WHAT YOU WILL DO:
(a) In the blog post, give the passage starting at "Recently I have" and ending at "hard wood floors.", replacing "Facebook" with "Instagram".
(b) Shorten the paragraph of the blog post that begins "There is a psychiatrist I am seeing," keeping its main facts.

SOURCE TEXT:
────
Recently I have increased the number of people I am asking to be my friend on Facebook. Just about every suggestion that Facebook makes I follow up with a request. I’m doing that not only on my business account but also my personal account. I have felt that on my personal account I should do something first, but in many cases, especially myself being without a car to go to reunions, I can just send the request. I’ve also investigated the secondhand market on Facebook and still have not bought much for myself other than soap and coffee on Amazon after Christmas. At least I looked at a truck and hard wood floors.

There is a psychiatrist I am seeing, Dra. Hartford and the first two times I honestly did not know how she was helping; it wasn’t till the third time that I was confused from the night before with my treatment that she put me on track. This last time we discussed that therapy is supposed to find the necessary measures for change in my life and I don’t have to make them up on my own. What those changes are going to be are something we are going to have to discover. Needing people to read what I write still doesn’t seem to be convincing.
────
INFORMATION:
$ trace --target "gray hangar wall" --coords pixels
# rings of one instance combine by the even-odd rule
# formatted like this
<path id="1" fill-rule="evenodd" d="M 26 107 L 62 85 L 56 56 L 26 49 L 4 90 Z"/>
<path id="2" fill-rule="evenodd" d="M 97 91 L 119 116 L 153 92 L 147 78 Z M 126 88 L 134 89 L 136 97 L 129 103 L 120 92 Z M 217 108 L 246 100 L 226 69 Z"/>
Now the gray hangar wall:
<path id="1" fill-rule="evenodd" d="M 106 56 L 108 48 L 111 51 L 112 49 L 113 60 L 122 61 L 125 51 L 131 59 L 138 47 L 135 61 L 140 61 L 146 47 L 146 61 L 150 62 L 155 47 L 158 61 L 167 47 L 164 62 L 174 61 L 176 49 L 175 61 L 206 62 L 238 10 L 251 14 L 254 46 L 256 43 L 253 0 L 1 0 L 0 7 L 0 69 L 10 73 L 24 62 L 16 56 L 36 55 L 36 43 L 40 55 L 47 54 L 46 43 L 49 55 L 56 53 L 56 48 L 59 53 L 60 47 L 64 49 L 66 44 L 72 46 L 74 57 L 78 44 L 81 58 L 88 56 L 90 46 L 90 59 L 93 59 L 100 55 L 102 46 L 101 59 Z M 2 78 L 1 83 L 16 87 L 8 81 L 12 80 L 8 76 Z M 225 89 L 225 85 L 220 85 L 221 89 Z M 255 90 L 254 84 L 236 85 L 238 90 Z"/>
────
RESPONSES TO THE EXERCISE:
(a)
Recently I have increased the number of people I am asking to be my friend on Instagram. Just about every suggestion that Instagram makes I follow up with a request. I’m doing that not only on my business account but also my personal account. I have felt that on my personal account I should do something first, but in many cases, especially myself being without a car to go to reunions, I can just send the request. I’ve also investigated the secondhand market on Instagram and still have not bought much for myself other than soap and coffee on Amazon after Christmas. At least I looked at a truck and hard wood floors.

(b) I am seeing a psychiatrist, Dra. Hartford. For the first two visits I didn't know how she was helping. On the third, when I was confused from the night before with my treatment, she put me on track. Last time we discussed how therapy should find the measures needed for change in my life, so I don't have to make them up on my own. We still have to discover what those changes will be. Needing people to read what I write still doesn't seem convincing.